## Problem to solve
Without changing a character, return the entries, but not the images they hold.

Position annotation records

::::

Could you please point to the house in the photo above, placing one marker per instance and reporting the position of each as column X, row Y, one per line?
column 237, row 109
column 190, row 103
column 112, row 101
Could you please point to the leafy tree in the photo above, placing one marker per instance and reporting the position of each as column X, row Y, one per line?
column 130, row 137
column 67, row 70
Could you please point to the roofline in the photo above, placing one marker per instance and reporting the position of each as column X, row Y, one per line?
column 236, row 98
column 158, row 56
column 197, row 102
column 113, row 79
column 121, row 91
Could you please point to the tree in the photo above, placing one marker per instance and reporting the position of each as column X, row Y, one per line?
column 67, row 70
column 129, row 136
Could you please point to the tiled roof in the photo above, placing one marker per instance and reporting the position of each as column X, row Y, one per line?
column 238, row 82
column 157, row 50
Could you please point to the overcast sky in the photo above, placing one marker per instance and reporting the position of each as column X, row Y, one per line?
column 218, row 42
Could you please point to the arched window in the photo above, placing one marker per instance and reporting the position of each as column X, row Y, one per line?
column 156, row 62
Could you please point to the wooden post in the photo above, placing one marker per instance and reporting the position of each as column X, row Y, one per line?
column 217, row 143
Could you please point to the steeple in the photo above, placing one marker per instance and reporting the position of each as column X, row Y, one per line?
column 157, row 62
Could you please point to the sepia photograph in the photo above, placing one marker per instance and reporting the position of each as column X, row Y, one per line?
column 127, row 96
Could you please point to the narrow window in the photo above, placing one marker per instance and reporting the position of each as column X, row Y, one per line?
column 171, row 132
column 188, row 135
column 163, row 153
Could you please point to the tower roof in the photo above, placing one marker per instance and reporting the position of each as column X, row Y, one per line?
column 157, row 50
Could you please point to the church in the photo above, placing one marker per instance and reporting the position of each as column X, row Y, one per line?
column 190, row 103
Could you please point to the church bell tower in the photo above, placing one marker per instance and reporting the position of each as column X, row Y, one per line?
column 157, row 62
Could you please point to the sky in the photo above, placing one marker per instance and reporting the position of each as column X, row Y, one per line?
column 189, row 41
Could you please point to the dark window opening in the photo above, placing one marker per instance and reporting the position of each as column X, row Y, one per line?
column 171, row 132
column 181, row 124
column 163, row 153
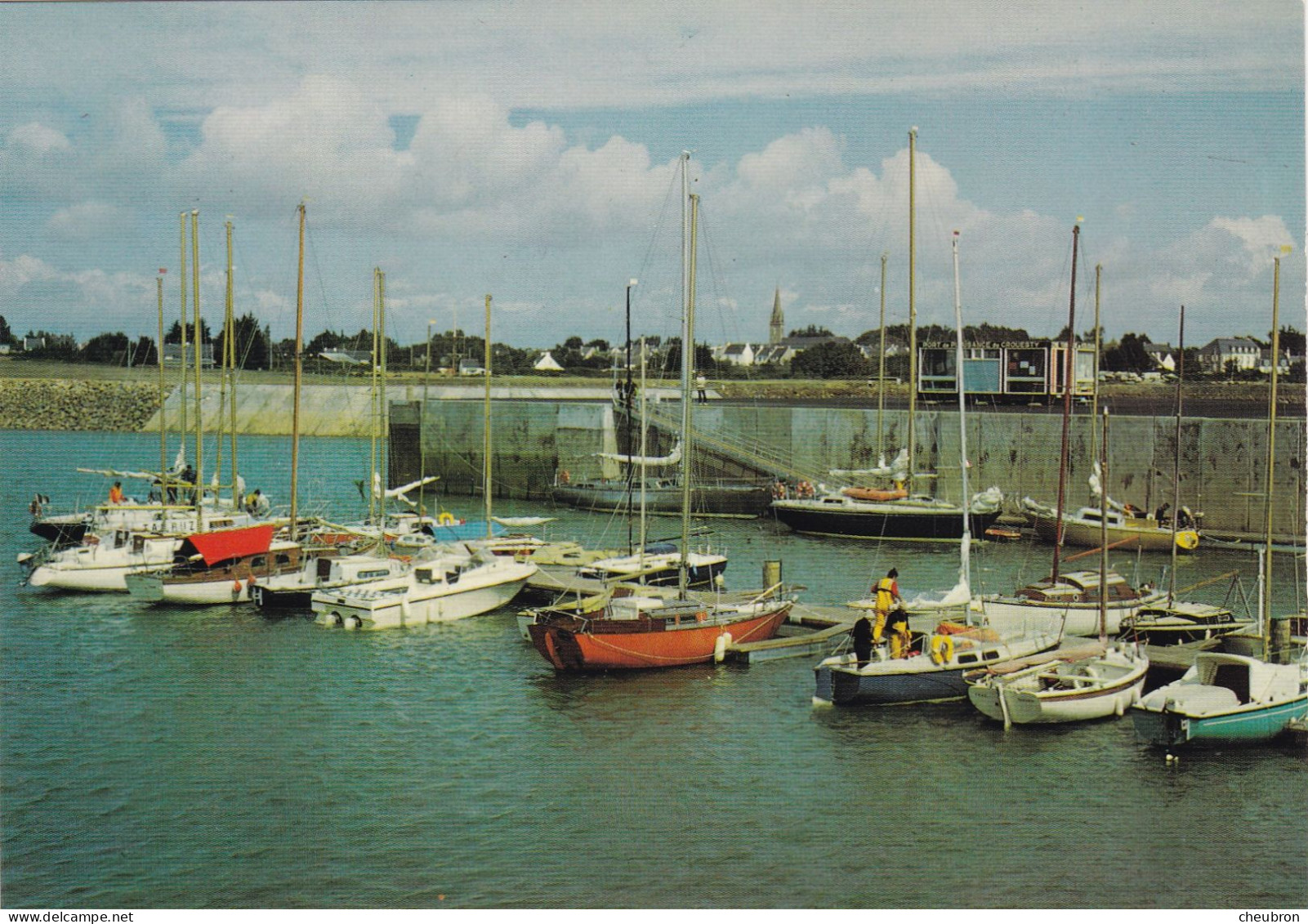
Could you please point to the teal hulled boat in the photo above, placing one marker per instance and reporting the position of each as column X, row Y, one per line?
column 1223, row 699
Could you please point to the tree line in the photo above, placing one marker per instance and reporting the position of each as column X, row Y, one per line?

::::

## Task result
Could you please point to the house in the photo above, placing one marker per instance and reporting the position of each as column X, row Y, one per line?
column 237, row 109
column 190, row 103
column 112, row 101
Could you please point to the leafy tree in the photo above, placing one marker per instance and reporting the position of each as column X, row Y, one per line?
column 130, row 137
column 67, row 70
Could you please point to the roofline in the photo above, placing one marker per instance and reporting the position of each as column X, row Y, one per line?
column 236, row 98
column 158, row 56
column 197, row 102
column 113, row 79
column 121, row 91
Could you please point to the tree in the photo above, placing one marker per instance and reporting the position of each as column X, row Y, one per line?
column 67, row 70
column 129, row 136
Could you please point to the tiled roof in the photo above, placing one marker per instance and reporting the position of each as column X, row Y, one per line?
column 238, row 82
column 157, row 50
Could you please point to the overcast sky in the photo above, placing one marker per instance and reporting the position of each as column X, row Y, one per line?
column 218, row 42
Could you please point to the arched window in the photo above, placing one marker per instance and reporting the position of each as column X, row Y, one per line?
column 156, row 62
Could you please point to the wooden post in the photo above, placing one marker per instance and reporting the position of each as column X, row Y, one per line?
column 217, row 143
Could you please point to the steeple in the photo above, placing one marker per instance and reporting the position of each as column X, row Y, one per line?
column 157, row 62
Could you please point to the sepia photograph in the photo above, placing one marker per instance and reporting the position of each as column X, row Y, one per line?
column 127, row 96
Could you please point to the narrow window in the photo above, placing one marker per instance and reporting the position of each as column X, row Y, one per line?
column 171, row 132
column 188, row 135
column 163, row 153
Could you please point to the tower roof in the photo above, placing one marker per instance and reporting the position of each as column X, row Y, one per line?
column 157, row 50
Could you please point to the church in the photo above, placing one marker per instance and reporting the position of each as column X, row Y, one per line?
column 190, row 103
Could you please point to the church bell tower in the photo above, placing one marker per instance and reporting the position of each as column X, row Y, one per line?
column 157, row 62
Could you please point to the sky in the photo above, placing one marker per instance and reporting the position of each as column X, row Y, one per line?
column 189, row 41
Could you please point to the dark window opening in the photo above, placing one marker per instance and reporting the position of each as column X, row Y, one per line?
column 171, row 132
column 181, row 124
column 163, row 153
Could you please point to the teal hulled boat in the photo above, placing one marker per instance and reporting the position of each as column X, row Y, one per line?
column 1223, row 699
Could you please point to the tree line in the photo above, placing one marker per instance and reporting the position of each as column X, row Y, one per line?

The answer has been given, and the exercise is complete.